### Exercise description:
Format the lines in the items below as a numbered list, omitting any blank lines, starting at the line that contains "pole in the photo above." and ending at the line that contains "Target: front yard walkway". Include only those lines.

### Supplied data:
>>>>>

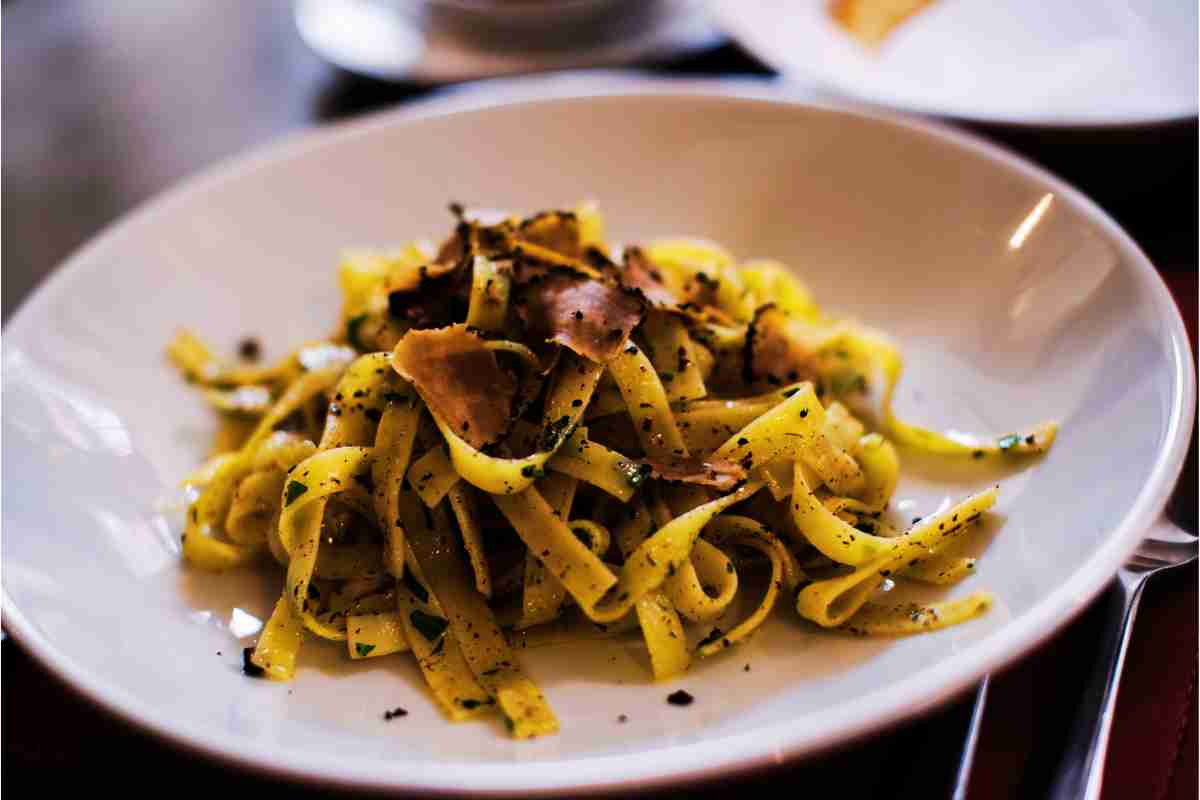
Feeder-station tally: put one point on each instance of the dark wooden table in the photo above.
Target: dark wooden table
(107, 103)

<<<<<
>>>>>

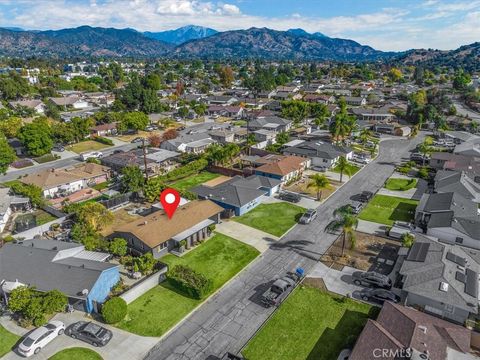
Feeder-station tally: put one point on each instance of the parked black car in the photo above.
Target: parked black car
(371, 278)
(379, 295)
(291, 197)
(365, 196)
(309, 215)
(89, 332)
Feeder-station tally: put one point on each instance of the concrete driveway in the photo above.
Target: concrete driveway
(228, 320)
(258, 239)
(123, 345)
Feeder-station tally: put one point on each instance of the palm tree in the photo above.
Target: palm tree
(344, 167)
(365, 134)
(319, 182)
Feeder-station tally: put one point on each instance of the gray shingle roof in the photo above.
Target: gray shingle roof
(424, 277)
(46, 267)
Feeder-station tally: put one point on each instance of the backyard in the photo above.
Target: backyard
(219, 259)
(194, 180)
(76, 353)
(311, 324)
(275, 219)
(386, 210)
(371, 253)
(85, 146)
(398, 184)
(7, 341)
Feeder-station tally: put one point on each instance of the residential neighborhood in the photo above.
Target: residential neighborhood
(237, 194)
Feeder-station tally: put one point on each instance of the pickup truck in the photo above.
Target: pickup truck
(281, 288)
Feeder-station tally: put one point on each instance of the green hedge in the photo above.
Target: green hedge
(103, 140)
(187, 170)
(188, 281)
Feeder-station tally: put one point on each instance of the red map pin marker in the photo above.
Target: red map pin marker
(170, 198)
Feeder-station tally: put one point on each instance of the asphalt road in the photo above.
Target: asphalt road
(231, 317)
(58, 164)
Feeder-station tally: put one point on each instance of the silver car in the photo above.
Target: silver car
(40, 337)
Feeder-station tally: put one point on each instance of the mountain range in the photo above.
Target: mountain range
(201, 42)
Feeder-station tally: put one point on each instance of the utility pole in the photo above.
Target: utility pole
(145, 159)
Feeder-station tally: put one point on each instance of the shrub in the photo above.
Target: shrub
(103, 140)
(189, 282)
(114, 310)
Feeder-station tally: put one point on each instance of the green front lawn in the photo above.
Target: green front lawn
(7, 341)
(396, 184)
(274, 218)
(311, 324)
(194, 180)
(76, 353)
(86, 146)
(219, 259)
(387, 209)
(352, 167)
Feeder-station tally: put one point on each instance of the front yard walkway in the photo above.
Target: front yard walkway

<<<<<
>>>>>

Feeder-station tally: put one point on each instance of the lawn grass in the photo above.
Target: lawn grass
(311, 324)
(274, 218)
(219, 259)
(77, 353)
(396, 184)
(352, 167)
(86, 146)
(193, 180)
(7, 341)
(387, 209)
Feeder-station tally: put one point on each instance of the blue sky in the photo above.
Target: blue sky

<<<<<

### Right answer:
1. Feeder-station tally: put one point on each instance of the utility pole in the photo above.
2. Target: utility pole
3. (145, 159)
4. Feeder-station tally: put one point on each instance of the shrub in the photo above.
5. Target: shrub
6. (103, 140)
7. (189, 282)
8. (114, 310)
9. Feeder-station tally: put one point on each instance of the green front lawn in the photo above.
10. Target: green front lawn
11. (7, 341)
12. (396, 184)
13. (274, 218)
14. (311, 324)
15. (194, 180)
16. (76, 353)
17. (86, 146)
18. (219, 259)
19. (387, 209)
20. (352, 167)
21. Feeder-station tally: put one point on each instance of the front yard walkway in the photo above.
22. Target: front yard walkway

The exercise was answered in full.